Select every line of the items below that contains the word "granite".

### Entries provided

>> START

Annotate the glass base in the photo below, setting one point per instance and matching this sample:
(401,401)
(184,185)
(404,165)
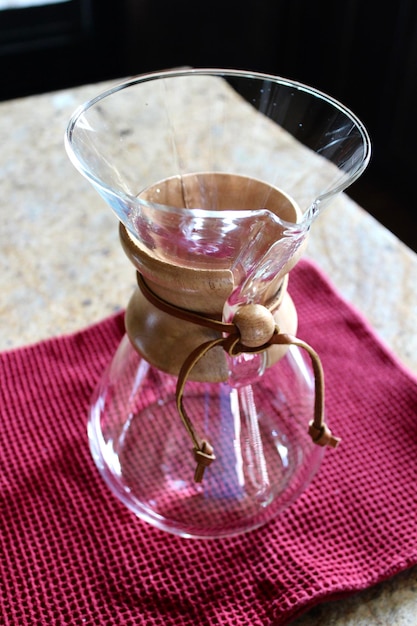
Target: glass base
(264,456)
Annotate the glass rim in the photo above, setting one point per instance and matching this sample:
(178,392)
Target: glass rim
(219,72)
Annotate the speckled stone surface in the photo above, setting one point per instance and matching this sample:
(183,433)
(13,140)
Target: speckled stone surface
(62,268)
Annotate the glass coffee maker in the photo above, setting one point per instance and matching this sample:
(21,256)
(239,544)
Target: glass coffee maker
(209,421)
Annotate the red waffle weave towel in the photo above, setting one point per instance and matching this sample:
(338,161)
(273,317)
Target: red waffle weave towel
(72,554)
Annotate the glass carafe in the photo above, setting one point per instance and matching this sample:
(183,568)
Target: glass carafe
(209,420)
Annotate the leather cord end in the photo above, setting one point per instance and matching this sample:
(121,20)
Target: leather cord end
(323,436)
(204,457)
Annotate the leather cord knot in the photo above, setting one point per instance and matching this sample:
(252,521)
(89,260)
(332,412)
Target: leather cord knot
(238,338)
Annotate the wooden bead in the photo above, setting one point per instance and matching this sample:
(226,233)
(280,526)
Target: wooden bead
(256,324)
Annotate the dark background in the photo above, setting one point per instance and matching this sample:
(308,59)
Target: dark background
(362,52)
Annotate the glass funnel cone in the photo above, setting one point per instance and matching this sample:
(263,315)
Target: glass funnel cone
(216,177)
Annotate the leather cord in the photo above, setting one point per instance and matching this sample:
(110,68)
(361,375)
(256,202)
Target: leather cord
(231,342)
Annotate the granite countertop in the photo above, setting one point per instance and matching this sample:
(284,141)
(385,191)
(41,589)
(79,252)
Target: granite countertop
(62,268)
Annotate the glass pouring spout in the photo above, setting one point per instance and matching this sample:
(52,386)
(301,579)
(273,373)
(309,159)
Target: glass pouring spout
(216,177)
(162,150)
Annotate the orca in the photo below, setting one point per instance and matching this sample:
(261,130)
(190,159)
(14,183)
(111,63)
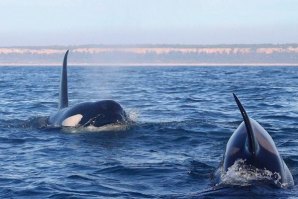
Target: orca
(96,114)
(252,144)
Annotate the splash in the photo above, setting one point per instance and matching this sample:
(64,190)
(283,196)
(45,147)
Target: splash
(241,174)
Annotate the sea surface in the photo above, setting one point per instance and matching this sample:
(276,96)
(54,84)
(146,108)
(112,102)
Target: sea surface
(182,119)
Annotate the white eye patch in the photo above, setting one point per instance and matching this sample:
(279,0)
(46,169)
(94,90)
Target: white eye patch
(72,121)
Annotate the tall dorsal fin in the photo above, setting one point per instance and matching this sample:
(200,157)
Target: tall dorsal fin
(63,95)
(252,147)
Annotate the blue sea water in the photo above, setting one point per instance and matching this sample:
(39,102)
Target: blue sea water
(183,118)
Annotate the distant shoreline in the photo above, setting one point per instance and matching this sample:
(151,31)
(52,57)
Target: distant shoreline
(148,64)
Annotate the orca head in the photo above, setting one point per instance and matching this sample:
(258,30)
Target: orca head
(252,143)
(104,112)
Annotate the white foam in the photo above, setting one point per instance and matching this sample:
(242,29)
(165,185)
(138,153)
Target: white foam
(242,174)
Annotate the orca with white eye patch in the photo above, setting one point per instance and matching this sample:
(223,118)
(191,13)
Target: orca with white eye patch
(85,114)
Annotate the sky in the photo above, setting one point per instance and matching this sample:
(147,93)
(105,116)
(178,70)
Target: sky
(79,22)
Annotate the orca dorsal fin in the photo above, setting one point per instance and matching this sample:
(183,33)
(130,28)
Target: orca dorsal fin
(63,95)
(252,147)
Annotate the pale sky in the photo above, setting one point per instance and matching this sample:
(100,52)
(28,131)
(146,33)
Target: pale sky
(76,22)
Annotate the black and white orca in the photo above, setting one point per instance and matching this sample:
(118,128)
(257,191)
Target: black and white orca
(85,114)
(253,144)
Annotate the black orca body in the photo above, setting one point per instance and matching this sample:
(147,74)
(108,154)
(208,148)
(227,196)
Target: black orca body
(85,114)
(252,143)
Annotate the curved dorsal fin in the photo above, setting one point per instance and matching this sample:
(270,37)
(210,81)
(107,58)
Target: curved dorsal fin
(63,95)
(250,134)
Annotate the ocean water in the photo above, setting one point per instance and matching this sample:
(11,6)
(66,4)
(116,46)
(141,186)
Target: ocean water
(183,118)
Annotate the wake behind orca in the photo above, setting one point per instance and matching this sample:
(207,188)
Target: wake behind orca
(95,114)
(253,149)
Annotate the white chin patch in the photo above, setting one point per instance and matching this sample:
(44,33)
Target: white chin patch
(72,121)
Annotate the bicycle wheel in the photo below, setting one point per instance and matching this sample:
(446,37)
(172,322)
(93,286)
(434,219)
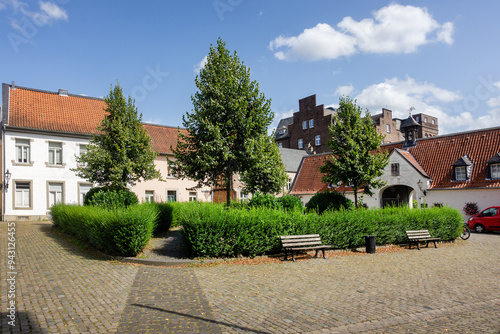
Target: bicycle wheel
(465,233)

>> END
>> START

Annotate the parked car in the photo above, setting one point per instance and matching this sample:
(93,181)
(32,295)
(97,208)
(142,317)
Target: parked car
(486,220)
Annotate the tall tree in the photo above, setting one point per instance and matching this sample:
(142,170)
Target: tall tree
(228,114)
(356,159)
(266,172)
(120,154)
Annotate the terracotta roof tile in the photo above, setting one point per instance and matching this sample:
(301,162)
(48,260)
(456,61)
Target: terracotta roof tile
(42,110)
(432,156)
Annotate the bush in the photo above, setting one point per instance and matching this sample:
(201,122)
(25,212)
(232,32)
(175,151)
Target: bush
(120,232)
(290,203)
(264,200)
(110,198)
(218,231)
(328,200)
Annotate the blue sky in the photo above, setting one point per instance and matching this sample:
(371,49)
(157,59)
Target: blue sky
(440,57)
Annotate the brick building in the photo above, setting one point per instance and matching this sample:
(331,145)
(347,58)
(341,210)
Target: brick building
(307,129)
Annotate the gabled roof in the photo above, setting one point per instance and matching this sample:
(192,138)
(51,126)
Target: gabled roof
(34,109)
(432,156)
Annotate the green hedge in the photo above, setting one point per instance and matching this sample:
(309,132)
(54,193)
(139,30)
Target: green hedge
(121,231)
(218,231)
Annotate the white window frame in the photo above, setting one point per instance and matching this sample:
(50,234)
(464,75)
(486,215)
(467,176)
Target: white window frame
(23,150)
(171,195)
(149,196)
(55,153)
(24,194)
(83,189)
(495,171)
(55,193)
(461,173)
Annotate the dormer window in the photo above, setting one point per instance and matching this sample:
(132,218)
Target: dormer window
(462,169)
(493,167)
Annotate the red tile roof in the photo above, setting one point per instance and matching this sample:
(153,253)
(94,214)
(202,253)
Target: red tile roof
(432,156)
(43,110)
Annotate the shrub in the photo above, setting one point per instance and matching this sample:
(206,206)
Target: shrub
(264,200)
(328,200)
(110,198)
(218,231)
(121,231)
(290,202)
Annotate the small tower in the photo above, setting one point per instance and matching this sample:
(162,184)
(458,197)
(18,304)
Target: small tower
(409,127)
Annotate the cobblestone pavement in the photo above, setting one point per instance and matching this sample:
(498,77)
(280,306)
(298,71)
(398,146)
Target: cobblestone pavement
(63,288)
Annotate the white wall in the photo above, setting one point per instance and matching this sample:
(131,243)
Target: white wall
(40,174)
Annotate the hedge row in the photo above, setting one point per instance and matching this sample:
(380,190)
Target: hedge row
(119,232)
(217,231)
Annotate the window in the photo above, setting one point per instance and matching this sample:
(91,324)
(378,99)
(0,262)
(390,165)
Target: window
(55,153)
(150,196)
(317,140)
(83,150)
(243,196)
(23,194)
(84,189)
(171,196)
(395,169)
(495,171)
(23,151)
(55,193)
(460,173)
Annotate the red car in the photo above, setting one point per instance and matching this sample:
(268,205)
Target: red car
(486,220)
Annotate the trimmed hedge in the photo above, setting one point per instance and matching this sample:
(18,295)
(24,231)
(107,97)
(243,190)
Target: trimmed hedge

>> END

### Problem solution
Annotate the granite countertop in the photo above, setting one point per instance and matching this sample:
Target: granite countertop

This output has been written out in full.